#### QUOTED PASSAGE
- - -
Meanwhile, here is the last bit that I'll quote, which is about a real fear I share with Hedges:

Nationalism, buttressed by a deification of the military, will be used to compensate for individual powerlessness and a loss of national identity. Dissent in the U.S. will become “anti-American,” a form of treason. Enemies at home will be vilified along with enemies abroad.
Yes, or rather: It is less nationalism that I fear as totalitarianism, and I agree with Hedges that the USA is growing less and less democratic and more and more totalitarian, which incidentally also seems to suit both presidential candidates and both dominant political parties.

2. How the CIA’s Darkest Torture Secrets Were Exposed—and Covered Up

The second item is by John Kiriakou (<- Wikipedia) on Truthdig:
This starts as follows:

The Guardian published a story Friday on Senate Select Committee on Intelligence (SSCI) investigator Dan Jones and his quest to get to the bottom of the CIA’s torture program. Jones’ hard work resulted in the Senate Intelligence Committee report on CIA torture. The article provides great insight into the day-to-day machinations between the SSCI and the CIA, although no new details on the torture program per se.

LISTEN: Robert Scheer and John Kiriakou Talk Government Double Standards

What the article does provide, however, is proof that then-Attorney General Eric Holder and others conspired to keep the worst news of the CIA’s torture crimes secret. They conspired to protect the CIA’s most notorious torturers. Holder also worked hard to make sure that as little news of the torture program as possible was released to the American people.

Yes, indeed: I agree Eric Holder (<- Wikipedia) is a massive fraud, who probably got to be the head of the DoJ under Obama because he advertised his willingness to be a major fraud for the rich already in 1999. This is from the Wikipedia lemma on Holder:

Holder has also endorsed the notion that prosecutors, when deciding to pursue white-collar crimes, should give special consideration to "collateral consequences" of bringing charges against large corporate institutions, as outlined in a 1999 memorandum by Holder. Nearly a decade later Holder, as head of the Department of Justice, put this into practice and has demonstrated the weight "collateral consequences" has by repeatedly sought and reached deferred prosecution and non-prosecution agreements and settlements with large financial institutions such as J.P. Morgan Chase, HSBC, Countrywide Mortgage, Wells Fargo, Goldman Sachs, and others where the institution pays a fine or penalty but faces no criminal charges and admits no wrongdoing.

That seems to me excellent evidence of major corruption. I quoted it, because I agree with Kiriakou that Holder also did his mighty best to protect the CIA's torturers, and to deny almost any evidence about the CIA's practice of torture (which is deeply illegal, on the basis of international laws signed by the USA).

In November 2005, a senior CIA official named Jose Rodriguez destroyed 92 videotapes depicting the brutal 2002 interrogations of two detainees, Abu Zubaydah and Abd al-Rahim al-Nashiri. Rodriguez’s tapes destruction remained a secret to his congressional overseers for two years, until a 6 December 2007 New York Times article revealed it; they barely even knew the CIA taped interrogations at all.

Note that this was over 5 years after the tortures happened, at a time when few knew that the CIA practised tortures.
- - -
(Dataset rows on where objects appear in an image)
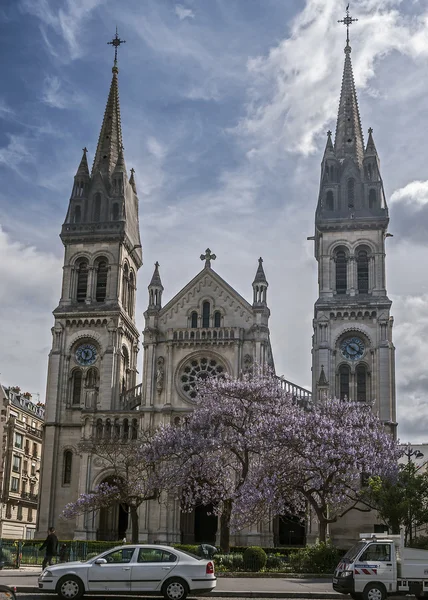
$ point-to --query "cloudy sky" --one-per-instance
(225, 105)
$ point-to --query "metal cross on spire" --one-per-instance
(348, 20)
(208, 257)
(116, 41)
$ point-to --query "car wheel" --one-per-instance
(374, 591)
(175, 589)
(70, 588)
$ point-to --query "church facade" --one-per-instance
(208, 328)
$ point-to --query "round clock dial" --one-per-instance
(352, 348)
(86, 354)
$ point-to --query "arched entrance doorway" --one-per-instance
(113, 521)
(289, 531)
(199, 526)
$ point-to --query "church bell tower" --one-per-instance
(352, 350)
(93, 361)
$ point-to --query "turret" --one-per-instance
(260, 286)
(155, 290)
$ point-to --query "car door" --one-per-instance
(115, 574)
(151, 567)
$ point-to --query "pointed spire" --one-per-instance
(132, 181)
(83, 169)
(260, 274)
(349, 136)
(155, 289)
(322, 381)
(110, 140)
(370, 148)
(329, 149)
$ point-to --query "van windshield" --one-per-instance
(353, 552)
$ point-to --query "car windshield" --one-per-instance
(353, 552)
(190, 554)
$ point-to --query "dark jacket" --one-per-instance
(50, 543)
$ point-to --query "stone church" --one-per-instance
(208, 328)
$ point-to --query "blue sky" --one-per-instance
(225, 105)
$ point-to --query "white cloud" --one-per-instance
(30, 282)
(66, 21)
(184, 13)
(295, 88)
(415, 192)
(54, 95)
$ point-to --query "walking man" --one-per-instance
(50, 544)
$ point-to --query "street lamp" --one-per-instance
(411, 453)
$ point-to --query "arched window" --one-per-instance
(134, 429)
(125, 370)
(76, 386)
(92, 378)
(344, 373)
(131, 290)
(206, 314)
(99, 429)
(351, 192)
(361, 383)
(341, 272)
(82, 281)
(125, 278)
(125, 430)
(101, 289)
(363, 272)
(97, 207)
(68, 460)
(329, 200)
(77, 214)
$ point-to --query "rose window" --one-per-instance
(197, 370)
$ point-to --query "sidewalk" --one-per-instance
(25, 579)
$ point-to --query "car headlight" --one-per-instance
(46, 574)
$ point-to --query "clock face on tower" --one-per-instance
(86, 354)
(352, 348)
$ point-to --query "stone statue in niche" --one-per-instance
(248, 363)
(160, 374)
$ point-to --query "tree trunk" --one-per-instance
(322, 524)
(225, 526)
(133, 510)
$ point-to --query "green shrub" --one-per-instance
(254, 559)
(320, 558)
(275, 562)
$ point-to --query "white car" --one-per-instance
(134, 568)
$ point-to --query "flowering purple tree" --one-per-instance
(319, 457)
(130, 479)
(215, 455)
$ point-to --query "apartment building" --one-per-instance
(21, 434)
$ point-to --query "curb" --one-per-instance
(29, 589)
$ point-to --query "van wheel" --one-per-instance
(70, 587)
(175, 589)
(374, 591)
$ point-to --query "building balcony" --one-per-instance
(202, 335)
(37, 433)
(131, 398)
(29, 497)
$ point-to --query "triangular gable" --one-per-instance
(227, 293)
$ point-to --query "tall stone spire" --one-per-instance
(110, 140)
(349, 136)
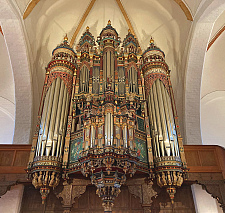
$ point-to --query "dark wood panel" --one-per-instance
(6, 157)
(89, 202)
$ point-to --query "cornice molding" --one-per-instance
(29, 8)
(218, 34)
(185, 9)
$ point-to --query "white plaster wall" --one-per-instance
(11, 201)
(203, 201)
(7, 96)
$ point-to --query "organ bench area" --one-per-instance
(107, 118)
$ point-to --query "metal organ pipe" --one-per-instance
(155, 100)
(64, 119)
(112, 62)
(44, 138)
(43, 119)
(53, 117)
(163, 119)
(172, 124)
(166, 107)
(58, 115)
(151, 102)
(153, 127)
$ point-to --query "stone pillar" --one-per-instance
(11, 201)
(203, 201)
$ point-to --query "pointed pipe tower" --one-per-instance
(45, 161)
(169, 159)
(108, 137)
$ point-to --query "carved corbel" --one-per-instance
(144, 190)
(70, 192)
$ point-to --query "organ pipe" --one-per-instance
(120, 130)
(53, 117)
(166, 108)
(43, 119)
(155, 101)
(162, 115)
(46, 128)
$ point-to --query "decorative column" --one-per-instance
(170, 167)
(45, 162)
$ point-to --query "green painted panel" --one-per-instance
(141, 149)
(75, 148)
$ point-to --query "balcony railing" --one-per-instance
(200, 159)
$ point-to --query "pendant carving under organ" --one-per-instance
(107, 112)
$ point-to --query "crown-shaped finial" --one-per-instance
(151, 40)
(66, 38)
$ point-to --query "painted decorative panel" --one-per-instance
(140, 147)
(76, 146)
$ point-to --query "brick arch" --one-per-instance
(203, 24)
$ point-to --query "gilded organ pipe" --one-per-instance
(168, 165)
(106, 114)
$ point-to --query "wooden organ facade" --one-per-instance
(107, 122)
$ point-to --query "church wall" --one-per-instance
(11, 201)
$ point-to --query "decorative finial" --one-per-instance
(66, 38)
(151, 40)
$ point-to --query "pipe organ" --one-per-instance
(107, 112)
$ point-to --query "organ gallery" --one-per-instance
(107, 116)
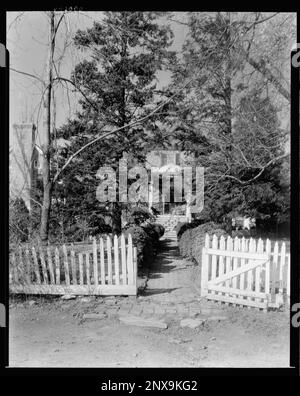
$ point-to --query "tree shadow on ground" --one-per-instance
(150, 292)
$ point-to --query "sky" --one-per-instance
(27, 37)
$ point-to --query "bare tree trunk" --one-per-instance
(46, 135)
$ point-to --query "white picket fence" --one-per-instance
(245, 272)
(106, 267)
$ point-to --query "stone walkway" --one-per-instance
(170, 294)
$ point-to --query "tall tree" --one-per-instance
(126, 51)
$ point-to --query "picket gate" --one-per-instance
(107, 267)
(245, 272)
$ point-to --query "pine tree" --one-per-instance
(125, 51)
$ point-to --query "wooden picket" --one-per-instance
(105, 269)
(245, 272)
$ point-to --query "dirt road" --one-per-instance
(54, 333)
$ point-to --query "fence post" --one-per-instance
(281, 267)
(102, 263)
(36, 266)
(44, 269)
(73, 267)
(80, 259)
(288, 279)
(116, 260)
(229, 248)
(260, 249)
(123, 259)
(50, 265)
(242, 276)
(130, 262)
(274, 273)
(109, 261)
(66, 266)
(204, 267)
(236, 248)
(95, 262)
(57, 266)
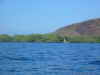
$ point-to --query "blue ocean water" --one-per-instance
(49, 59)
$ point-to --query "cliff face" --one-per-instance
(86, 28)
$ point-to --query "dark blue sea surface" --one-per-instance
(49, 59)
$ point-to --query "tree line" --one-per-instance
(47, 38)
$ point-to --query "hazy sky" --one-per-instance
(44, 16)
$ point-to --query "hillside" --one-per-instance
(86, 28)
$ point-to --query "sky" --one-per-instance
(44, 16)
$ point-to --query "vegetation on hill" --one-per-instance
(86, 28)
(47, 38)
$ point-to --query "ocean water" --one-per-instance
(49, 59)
- - -
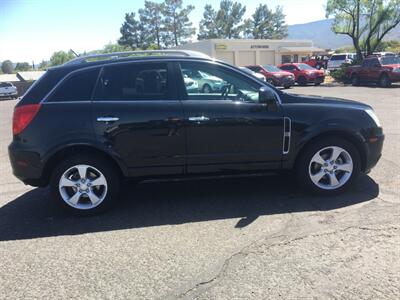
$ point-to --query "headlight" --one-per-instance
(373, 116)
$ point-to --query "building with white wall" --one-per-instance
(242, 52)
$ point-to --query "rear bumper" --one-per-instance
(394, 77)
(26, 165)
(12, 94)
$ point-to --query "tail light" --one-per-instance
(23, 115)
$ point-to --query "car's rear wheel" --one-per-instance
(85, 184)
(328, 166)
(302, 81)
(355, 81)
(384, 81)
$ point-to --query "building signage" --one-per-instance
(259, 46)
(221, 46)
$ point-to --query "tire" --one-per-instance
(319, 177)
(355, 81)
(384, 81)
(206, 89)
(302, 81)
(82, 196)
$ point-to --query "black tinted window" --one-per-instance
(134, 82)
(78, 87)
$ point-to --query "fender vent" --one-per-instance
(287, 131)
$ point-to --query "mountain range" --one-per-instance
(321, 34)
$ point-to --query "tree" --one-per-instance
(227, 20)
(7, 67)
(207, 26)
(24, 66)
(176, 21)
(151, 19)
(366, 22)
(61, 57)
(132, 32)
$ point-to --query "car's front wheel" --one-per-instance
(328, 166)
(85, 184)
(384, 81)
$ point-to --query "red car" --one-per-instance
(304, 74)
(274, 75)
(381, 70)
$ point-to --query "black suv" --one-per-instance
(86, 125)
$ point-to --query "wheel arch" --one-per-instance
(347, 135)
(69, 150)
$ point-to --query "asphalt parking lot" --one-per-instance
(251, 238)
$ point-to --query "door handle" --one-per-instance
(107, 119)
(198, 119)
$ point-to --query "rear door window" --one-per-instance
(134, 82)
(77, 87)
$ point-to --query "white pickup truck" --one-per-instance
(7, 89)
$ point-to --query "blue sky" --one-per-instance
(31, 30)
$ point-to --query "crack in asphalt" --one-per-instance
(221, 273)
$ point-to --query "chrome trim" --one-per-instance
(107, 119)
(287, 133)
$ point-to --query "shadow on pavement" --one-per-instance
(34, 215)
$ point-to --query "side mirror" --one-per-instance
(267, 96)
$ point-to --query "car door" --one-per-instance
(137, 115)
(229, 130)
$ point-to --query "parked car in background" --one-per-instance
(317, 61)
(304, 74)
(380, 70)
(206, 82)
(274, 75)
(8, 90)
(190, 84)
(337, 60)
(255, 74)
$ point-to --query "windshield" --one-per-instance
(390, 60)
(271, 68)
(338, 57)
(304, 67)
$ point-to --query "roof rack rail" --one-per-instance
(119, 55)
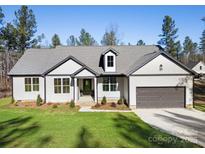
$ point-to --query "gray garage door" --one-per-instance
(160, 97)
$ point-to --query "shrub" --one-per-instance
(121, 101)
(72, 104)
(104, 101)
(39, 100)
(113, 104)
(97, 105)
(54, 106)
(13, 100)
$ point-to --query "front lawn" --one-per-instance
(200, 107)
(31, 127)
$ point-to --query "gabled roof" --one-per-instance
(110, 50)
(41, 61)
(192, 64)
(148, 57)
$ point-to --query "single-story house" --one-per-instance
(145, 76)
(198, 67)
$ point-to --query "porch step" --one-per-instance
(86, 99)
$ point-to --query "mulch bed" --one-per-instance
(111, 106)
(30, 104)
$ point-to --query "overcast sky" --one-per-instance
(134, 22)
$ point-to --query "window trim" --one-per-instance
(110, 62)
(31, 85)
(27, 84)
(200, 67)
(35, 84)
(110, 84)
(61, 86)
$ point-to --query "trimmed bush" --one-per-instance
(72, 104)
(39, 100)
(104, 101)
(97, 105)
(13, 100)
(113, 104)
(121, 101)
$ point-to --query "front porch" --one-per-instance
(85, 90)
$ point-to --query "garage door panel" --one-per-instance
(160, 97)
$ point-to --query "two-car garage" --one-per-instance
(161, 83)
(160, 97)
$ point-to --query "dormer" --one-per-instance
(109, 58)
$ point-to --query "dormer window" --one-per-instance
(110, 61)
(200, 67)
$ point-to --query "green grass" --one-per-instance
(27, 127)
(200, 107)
- - -
Please explain why the writer of the commentary quotes the Wikipedia passage on Eric Holder's "collateral consequences" memorandum. The lines in the two blocks are separate material, unrelated to the commentary.

The writer agrees with Kiriakou that Holder did his best to protect the CIA's torturers and to deny almost any evidence of the CIA's torture practice. The writer calls that practice deeply illegal under international laws signed by the USA, and treats the passage as excellent evidence of major corruption.